▶ [Défi 1]:
Réécris le passage du texte sur la transparence foncière qui commence par « Les dernières conclusions » et se poursuit jusqu'à « détenteurs du pouvoir. », en remplaçant « gouvernance » par « gestion publique ».
▶ [Défi 2]:
D'après le texte sur la transparence foncière, quelle proportion des pays étudiés se trouve dans une zone à haut risque ?

▶ [Texte extrait]:
Les dernières conclusions SOLI sont alarmantes : dans la plupart des pays, les données foncières essentielles sont manquantes ou non publiées, ce qui crée un terrain propice à la corruption. Si l'on compare ces résultats avec l'indice de perception de la corruption de Transparency International, près de 70 % des 42 pays étudiés se trouvent dans une zone à haut risque, caractérisée à la fois par une corruption perçue comme élevée et une faible transparence des données foncières. Cet écart n'est pas seulement technique : il s'agit d'un échec fondamental de la gouvernance qui favorise la corruption à grande échelle et empêche de demander des comptes aux détenteurs du pouvoir.
Conseil d'action : utilisez les données SOLI pour pousser les gouvernements vers une transparence totale. Commencez par poser les questions suivantes :
« Où se trouvent nos registres fonciers ? Pourquoi ne sont-ils pas publics ? »
Etape 3 : Exigez une transparence totale, et non partielle

Un campement informel dense borde un cours d'eau propre et un terrain vague, illustrant l'étalement urbain et les inégalités. Illustration : Yamrote Alemu
La publication de quelques données foncières ne suffit pas. Les acteurs corrompus prospèrent grâce à la transparence partielle, où des réformes superficielles donnent une apparence d'ouverture tandis que les données les plus importantes restent cachées. Pour lutter véritablement contre ce phénomène, nous avons besoin de l'interopérabilité des bases de données, afin que ces systèmes puissent « communiquer entre eux » et nous permettre de mettre au jour et de prévenir les pratiques et les stratagèmes corrompus.

▶ [Données fournies]:

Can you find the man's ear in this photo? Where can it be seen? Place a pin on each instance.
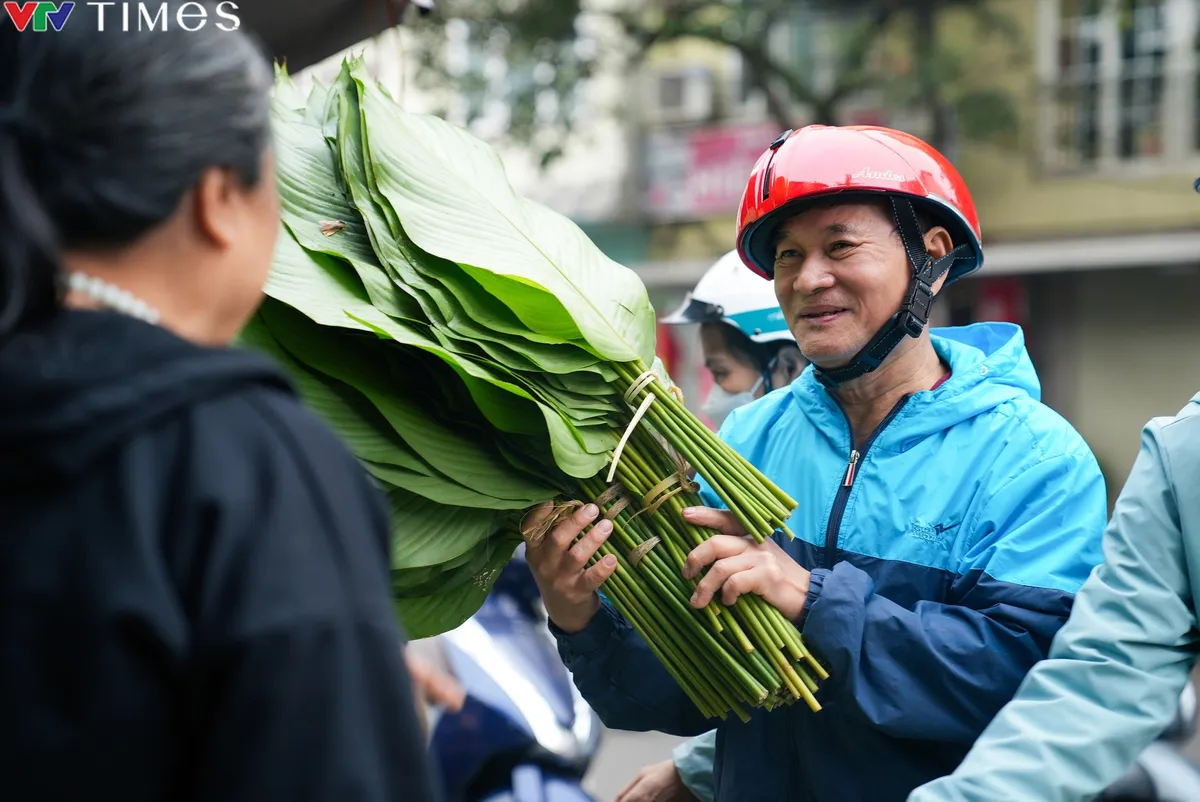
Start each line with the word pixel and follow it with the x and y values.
pixel 939 244
pixel 789 365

▶ [Réponse complète 1]:
Les dernières conclusions SOLI sont alarmantes : dans la plupart des pays, les données foncières essentielles sont manquantes ou non publiées, ce qui crée un terrain propice à la corruption. Si l'on compare ces résultats avec l'indice de perception de la corruption de Transparency International, près de 70 % des 42 pays étudiés se trouvent dans une zone à haut risque, caractérisée à la fois par une corruption perçue comme élevée et une faible transparence des données foncières. Cet écart n'est pas seulement technique : il s'agit d'un échec fondamental de la gestion publique qui favorise la corruption à grande échelle et empêche de demander des comptes aux détenteurs du pouvoir.

▶ [Réponse complète 2]:
Près de 70 % des 42 pays étudiés.